● EXCERPT:
A 2020 report from the U.S. Surgeon General on smoking and tobacco use found that, while 68% of adults who smoked reported wanting to quit — with around 55% reported attempting to do so — only around 7% of smokers successfully quit in a given year.

“Each year, more than half a million people die from smoking-related disease,” said USPSTF member Chien-Wen Tseng, MD. “There has never been a more important time to stop smoking. With the COVID-19 pandemic people are paying more attention to their health, and quitting smoking is one of the most important things someone can do for their health.”

A task force working group reviewed the evidence on smoking cessation interventions, including five trials with a total of 3,117 participants comparing nicotine-containing e-cigarettes to placebo or nicotine replacement therapy (NRT) published from 2013 to 2019. In two of these trials (2,008 participants) smokers in the e-cigarette group (with or without NRT) had significantly greater rates of cigarette abstinence compared to those in the NRT alone group, but continued use of e-cigarettes was high at 6- and 12-month follow-up.

Several recently published trials which were not included in the review also appear to support a role for e-cigarettes in smoking cessation, although absolute success rates were still very low.

In a study from England with 886 cigarette users, switching to e-cigarettes was associated with greater cigarette abstinence at 1 year compared to NRT use (18% vs 9.9%). And in a study from New Zealand, which included 1,124 cigarette smokers, adding e-cigarettes to NRT increased cigarette smoking cessation at 6 months compared to NRT alone, with 7% versus 2% of participants abstaining, respectively.

A recently published Cochrane review of 50 studies involving 12,430 participants found “moderate‐certainty evidence, limited by imprecision,” that e-cigarettes with nicotine increased quit rates at six months or longer compared to non‐nicotine e-cigarettes and compared to NRT and “very low‐certainty evidence” that e-cigarettes with nicotine increased quit rates compared to behavioral support alone or to no support.

● GIVEN RECORDS:
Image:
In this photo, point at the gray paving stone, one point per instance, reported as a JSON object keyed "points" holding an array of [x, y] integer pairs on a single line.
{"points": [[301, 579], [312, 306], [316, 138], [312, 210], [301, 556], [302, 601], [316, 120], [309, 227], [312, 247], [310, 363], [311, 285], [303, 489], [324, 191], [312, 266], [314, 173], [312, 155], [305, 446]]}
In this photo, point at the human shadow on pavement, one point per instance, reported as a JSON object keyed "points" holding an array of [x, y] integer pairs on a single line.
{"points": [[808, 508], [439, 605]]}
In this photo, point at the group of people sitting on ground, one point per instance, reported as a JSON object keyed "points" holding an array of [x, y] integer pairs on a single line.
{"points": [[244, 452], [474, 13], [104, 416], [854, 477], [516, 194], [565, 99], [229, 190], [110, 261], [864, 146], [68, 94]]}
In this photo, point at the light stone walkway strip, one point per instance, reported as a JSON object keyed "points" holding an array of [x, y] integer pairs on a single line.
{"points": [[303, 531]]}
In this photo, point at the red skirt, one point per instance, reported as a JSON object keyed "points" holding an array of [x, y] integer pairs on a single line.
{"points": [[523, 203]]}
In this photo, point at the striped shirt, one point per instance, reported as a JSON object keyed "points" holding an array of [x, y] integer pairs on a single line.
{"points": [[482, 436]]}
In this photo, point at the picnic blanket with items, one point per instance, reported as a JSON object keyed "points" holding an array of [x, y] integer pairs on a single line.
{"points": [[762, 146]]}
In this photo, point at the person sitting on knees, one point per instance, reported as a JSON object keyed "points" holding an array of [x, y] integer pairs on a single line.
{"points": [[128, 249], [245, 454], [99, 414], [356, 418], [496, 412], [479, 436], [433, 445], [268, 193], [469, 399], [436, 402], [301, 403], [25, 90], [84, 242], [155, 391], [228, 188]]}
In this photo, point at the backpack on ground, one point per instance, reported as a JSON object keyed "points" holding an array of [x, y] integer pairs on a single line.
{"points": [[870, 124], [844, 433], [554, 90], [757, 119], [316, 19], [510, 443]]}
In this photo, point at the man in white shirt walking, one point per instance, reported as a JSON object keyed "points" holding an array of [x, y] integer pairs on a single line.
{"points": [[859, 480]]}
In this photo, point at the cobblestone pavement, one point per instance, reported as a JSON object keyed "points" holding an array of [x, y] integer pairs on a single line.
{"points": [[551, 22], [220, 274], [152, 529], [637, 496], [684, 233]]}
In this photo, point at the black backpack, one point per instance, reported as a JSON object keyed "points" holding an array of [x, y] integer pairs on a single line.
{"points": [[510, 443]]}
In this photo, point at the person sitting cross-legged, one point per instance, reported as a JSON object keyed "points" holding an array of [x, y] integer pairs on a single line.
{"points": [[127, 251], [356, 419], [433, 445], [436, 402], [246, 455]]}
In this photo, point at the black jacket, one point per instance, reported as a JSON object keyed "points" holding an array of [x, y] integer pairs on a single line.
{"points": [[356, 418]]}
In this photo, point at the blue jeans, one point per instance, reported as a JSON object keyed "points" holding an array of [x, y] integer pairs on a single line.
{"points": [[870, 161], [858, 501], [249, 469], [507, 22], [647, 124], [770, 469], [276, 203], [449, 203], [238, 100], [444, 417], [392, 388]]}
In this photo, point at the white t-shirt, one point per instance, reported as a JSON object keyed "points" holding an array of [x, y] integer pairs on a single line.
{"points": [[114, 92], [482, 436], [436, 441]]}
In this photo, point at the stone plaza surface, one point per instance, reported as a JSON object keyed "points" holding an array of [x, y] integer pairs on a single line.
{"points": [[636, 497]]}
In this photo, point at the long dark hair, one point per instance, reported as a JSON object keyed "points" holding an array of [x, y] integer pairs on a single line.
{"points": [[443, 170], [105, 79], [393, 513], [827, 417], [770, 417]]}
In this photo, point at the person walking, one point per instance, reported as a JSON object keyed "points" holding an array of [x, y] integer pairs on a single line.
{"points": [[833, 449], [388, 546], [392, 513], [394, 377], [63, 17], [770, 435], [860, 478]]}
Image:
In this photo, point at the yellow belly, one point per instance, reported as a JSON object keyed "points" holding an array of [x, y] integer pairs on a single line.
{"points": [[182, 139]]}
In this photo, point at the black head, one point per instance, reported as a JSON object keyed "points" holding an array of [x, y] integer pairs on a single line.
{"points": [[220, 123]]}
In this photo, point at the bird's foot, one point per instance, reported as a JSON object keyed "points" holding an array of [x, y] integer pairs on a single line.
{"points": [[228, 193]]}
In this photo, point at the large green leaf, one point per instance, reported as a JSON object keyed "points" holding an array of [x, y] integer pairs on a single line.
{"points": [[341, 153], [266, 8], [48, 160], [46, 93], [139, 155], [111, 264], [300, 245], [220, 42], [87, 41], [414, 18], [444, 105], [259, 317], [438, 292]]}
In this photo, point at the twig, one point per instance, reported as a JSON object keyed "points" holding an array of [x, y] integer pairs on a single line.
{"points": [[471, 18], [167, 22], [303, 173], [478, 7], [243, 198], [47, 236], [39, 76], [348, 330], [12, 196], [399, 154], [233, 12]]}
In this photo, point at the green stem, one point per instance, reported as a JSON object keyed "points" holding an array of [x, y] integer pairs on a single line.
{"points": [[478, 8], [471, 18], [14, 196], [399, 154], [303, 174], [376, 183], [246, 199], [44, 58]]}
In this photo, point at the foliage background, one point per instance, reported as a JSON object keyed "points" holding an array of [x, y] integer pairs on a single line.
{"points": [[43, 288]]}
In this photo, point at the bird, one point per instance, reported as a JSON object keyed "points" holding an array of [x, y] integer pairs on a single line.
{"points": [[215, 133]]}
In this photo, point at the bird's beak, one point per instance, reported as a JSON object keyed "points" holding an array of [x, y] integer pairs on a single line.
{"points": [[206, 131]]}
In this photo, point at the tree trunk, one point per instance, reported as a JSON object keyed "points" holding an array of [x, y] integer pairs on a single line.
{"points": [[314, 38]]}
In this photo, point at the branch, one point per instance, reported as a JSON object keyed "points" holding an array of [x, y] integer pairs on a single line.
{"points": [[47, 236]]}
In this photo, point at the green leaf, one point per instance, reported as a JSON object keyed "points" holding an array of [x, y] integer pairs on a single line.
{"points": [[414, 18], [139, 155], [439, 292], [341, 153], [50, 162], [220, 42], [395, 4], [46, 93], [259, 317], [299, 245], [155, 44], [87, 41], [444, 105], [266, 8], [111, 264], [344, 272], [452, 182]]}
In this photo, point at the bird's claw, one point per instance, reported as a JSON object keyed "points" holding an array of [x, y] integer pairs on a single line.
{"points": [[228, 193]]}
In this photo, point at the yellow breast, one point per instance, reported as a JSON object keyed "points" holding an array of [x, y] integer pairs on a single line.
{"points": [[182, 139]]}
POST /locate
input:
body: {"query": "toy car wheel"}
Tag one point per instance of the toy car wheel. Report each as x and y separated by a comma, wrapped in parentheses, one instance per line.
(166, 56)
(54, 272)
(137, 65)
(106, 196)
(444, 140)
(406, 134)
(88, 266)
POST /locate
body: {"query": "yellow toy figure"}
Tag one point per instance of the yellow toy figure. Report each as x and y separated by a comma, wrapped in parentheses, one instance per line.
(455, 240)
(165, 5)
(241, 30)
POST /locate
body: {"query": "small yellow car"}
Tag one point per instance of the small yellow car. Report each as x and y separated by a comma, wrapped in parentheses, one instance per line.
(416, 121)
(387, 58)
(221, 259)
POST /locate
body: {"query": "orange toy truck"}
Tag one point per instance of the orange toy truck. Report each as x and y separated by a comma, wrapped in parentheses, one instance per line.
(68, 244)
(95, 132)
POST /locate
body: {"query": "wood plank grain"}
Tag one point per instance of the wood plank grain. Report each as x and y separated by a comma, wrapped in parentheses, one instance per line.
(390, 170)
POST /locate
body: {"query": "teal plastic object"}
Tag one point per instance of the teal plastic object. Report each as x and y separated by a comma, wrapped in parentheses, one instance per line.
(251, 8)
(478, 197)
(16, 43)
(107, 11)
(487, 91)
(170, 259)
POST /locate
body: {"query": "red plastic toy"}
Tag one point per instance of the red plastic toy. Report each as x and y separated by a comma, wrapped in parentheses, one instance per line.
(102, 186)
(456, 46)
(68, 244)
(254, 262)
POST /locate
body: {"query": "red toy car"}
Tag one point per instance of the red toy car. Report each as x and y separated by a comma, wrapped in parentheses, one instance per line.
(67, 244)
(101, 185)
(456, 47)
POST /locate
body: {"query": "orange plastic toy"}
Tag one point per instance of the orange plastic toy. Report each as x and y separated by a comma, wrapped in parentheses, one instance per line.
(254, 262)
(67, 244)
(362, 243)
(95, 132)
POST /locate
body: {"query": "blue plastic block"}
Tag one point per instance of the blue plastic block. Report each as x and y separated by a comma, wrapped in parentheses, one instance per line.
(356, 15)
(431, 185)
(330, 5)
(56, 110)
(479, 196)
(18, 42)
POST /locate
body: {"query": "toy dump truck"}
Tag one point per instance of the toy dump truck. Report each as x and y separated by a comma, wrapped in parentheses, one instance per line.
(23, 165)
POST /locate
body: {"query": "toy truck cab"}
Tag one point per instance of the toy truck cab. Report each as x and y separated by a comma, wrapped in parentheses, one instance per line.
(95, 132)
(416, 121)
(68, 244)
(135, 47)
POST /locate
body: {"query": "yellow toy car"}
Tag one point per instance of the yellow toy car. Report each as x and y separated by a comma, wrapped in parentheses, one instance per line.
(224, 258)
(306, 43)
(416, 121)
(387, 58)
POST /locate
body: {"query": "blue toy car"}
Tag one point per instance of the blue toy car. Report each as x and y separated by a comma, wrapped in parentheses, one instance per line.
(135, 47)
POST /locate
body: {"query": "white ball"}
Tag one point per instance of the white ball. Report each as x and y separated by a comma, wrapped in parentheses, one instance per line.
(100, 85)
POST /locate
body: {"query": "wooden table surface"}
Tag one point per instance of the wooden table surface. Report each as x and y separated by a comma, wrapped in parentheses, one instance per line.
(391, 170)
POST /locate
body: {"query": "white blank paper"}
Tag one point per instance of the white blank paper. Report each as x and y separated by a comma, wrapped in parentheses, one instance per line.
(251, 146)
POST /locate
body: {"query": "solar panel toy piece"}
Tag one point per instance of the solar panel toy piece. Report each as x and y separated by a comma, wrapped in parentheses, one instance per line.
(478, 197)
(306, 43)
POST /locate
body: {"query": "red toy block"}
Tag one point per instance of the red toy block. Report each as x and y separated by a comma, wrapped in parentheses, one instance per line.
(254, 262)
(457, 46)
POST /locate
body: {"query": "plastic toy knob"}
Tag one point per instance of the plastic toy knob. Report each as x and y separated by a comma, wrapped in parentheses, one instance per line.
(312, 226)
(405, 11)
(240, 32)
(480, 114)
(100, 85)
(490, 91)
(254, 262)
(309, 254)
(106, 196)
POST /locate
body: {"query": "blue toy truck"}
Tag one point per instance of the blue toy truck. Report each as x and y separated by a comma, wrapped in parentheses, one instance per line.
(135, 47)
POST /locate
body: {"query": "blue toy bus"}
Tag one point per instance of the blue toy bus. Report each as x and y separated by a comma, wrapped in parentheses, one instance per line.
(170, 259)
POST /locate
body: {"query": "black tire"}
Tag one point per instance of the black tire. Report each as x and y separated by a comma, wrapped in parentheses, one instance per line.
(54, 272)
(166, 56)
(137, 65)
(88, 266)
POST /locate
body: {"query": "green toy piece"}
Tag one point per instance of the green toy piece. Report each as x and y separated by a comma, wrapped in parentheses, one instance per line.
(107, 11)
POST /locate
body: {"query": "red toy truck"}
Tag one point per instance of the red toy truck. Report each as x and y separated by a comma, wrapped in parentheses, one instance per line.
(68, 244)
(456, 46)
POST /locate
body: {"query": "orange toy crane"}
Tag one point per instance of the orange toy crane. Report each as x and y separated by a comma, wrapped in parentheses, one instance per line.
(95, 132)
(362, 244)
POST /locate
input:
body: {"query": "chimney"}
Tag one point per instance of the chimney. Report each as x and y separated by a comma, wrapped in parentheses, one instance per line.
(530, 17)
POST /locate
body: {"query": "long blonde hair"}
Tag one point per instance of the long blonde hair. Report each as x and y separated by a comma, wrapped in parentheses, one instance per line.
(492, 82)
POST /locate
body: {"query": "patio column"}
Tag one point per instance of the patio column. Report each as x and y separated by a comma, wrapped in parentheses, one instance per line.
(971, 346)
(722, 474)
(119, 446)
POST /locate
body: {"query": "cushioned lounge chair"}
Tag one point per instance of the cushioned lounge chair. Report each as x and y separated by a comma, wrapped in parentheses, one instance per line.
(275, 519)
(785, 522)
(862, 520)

● LIST OF TASKS:
1) In the text on e-cigarettes and quitting smoking, what share of smokers successfully quit in a given year, according to the 2020 Surgeon General report?
2) Write out the part of the e-cigarette text from "A recently published" up to and including "to no support.", word for word.

● ANSWERS:
1) Around 7%.

2)
A recently published Cochrane review of 50 studies involving 12,430 participants found “moderate‐certainty evidence, limited by imprecision,” that e-cigarettes with nicotine increased quit rates at six months or longer compared to non‐nicotine e-cigarettes and compared to NRT and “very low‐certainty evidence” that e-cigarettes with nicotine increased quit rates compared to behavioral support alone or to no support.